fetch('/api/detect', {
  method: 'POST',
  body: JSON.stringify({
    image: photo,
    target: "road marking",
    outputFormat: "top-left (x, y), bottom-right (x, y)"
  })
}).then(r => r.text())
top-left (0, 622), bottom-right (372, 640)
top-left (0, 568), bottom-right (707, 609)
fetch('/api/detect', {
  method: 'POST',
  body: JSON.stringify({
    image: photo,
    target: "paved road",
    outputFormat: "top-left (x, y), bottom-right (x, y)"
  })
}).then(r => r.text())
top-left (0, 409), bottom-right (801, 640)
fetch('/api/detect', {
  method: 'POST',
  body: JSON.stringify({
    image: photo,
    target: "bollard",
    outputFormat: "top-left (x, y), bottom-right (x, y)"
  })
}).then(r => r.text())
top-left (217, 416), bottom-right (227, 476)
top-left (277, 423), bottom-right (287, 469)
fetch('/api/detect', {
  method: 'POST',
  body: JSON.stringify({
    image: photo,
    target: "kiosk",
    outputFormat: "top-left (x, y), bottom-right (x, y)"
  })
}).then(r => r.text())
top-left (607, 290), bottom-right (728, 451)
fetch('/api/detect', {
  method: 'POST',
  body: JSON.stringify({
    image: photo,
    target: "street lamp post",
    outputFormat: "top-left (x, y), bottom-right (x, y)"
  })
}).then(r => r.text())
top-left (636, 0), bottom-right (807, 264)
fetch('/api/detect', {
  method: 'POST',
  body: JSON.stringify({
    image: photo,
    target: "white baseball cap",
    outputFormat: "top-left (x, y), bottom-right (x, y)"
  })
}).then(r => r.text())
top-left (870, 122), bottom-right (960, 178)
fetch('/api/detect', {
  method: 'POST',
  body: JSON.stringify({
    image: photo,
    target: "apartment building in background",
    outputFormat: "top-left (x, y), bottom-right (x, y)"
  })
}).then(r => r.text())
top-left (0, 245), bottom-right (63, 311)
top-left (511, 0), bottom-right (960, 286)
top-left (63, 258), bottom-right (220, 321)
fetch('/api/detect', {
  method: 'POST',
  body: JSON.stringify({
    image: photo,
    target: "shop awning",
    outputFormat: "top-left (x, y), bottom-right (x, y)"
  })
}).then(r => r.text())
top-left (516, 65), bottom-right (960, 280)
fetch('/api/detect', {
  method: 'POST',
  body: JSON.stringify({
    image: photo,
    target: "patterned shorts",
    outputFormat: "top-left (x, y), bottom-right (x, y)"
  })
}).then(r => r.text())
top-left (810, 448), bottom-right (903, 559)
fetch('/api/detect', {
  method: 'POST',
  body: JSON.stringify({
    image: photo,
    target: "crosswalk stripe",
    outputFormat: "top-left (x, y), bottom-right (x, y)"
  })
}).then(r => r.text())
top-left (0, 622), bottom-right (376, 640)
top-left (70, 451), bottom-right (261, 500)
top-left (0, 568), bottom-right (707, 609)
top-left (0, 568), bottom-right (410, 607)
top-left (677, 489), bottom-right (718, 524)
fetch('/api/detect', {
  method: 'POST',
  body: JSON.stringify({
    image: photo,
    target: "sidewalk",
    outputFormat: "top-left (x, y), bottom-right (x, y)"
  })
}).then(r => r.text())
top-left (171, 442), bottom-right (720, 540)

* _Objective_
Please pick out every line in the listing above that contains the word "target" and copy each of those lines.

* _In response_
    target: "road marking",
    target: "paved road",
    target: "bollard",
    target: "kiosk",
    target: "street lamp post",
    target: "white baseball cap",
    target: "apartment building in background",
    target: "shop awning",
    target: "patterned shorts",
    target: "crosswalk stripe",
    target: "sidewalk",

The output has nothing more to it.